Stored data
§ §

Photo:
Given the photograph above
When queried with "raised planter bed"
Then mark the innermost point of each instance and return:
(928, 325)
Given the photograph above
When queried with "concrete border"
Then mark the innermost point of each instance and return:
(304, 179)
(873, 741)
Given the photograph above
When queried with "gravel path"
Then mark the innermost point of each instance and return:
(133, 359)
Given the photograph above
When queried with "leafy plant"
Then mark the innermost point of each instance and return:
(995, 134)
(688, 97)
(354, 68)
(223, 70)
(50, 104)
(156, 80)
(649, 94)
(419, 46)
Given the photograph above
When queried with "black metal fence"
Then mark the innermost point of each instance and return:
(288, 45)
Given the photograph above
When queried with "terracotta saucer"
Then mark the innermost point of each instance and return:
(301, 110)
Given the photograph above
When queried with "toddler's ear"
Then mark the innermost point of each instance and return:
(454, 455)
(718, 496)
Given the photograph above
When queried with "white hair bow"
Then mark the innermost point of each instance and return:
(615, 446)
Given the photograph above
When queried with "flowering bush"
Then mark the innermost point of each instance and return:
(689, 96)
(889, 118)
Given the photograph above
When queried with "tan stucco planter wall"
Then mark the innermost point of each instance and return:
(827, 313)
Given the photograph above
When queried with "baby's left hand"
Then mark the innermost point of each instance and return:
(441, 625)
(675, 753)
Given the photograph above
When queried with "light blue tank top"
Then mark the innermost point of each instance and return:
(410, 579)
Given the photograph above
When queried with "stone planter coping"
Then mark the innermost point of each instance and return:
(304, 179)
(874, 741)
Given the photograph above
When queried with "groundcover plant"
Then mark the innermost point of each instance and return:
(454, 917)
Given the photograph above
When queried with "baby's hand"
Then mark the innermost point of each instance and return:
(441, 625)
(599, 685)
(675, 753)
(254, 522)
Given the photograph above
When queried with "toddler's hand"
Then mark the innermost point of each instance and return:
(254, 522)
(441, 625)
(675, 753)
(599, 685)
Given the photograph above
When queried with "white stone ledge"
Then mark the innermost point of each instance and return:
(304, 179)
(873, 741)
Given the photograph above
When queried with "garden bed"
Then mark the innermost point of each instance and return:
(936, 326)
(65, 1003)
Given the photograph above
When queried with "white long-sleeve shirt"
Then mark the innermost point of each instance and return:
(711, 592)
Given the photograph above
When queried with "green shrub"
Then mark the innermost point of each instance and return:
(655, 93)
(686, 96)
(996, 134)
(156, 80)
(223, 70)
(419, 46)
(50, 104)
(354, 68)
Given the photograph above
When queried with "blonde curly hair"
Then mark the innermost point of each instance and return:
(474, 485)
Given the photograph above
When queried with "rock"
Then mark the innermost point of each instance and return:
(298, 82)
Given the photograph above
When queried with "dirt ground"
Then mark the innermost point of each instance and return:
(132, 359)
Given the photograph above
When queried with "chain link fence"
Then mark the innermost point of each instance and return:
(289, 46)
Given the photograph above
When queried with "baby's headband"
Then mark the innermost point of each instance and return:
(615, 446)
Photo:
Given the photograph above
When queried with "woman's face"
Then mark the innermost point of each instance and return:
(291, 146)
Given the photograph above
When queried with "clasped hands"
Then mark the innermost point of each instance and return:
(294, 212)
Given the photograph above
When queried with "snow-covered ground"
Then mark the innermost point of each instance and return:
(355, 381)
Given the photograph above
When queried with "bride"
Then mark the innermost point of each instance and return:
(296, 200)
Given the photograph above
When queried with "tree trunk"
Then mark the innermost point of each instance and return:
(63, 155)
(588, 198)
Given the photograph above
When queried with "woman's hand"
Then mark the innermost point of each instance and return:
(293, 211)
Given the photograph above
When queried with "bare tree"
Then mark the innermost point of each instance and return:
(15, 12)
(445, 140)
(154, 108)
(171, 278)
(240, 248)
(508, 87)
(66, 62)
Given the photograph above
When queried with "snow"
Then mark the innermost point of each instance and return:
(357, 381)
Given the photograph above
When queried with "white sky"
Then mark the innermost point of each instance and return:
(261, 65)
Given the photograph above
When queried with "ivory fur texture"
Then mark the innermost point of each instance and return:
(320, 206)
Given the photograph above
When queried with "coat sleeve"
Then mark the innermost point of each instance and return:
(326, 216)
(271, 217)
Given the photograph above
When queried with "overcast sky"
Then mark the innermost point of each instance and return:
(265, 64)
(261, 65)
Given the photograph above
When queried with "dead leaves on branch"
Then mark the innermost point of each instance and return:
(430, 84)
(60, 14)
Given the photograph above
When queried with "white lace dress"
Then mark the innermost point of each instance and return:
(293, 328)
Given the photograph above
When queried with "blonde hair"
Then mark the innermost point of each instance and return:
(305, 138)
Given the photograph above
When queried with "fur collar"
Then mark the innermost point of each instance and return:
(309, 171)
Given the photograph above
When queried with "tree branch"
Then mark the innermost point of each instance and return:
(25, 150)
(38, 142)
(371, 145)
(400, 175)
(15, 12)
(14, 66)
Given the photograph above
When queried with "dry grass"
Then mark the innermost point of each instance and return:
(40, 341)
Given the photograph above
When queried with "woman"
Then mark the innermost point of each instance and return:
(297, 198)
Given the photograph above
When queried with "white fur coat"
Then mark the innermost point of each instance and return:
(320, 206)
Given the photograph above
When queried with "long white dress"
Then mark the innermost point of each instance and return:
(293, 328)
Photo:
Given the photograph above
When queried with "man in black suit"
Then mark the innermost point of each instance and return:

§ §

EXERCISE DETAILS >>
Show each line of the stored data that contains the word "black".

RESPONSE >>
When queried with "black metal fence"
When queried with "man in black suit"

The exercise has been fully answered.